* [What the exercise asks]:
Take the line that contains "Task: for the greenhouse-bench survey, tag the trash" and all lines after it, up to and including the last line of the data, and write them out exactly; nothing else belongs in the answer.

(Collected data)
---

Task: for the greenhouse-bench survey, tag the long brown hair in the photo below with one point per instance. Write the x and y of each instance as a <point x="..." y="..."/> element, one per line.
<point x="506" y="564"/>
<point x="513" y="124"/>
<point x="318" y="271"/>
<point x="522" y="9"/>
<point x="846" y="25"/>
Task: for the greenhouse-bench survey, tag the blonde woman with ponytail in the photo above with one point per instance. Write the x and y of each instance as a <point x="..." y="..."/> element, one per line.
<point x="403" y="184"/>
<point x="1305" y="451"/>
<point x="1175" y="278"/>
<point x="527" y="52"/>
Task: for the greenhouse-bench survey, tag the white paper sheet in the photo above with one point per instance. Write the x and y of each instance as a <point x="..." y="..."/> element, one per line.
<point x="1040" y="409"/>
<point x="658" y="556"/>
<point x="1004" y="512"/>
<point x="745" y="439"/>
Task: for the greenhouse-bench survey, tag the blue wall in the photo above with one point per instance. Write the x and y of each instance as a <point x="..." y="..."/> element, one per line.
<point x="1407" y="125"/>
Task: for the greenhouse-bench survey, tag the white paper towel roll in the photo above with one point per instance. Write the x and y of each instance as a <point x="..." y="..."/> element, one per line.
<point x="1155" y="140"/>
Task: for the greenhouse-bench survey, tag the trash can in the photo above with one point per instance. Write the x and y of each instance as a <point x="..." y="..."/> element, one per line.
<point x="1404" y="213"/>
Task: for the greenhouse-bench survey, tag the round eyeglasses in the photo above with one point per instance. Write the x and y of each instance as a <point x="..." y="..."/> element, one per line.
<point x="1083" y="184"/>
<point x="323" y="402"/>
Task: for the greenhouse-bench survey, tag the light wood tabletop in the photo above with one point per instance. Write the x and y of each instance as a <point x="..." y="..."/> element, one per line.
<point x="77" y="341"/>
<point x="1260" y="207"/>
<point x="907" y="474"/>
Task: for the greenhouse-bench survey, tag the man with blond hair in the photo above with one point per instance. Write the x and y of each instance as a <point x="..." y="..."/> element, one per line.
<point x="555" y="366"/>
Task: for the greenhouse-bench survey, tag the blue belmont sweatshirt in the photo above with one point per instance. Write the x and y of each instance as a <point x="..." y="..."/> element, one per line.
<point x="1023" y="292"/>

---

* [Solved exercise]:
Task: for the greenhouse-bench survey, tag the trash can in the photo above with one point per instance. Write the x and y of each instance as a <point x="..." y="..."/> element, one per line.
<point x="1404" y="213"/>
Task: for the greenhouse-bench survey, tag the round eyeglasses in the photo above with one point per instance. Write the x and y of each instance as a <point x="..." y="..."/> element, one per line.
<point x="1083" y="184"/>
<point x="323" y="402"/>
Task: for the greenhouse-bench survey, tag the light wood tabletop in the photo above with one point per instance. Write the x and y of each instance as a <point x="..." y="..."/> element, one per line.
<point x="77" y="341"/>
<point x="1260" y="207"/>
<point x="907" y="474"/>
Task: for the greenhouse-bench survey, tag the man with blond hair in the photo above with one point per instance. Write the x and y of each instance as a <point x="..." y="..."/> element, one per line.
<point x="555" y="366"/>
Task: for the greenhouse-bench survey, tag the blue belmont sweatshirt in the photo above with one point per instance. Write the x and y of each instance as a <point x="..." y="..."/> element, one per line.
<point x="1023" y="292"/>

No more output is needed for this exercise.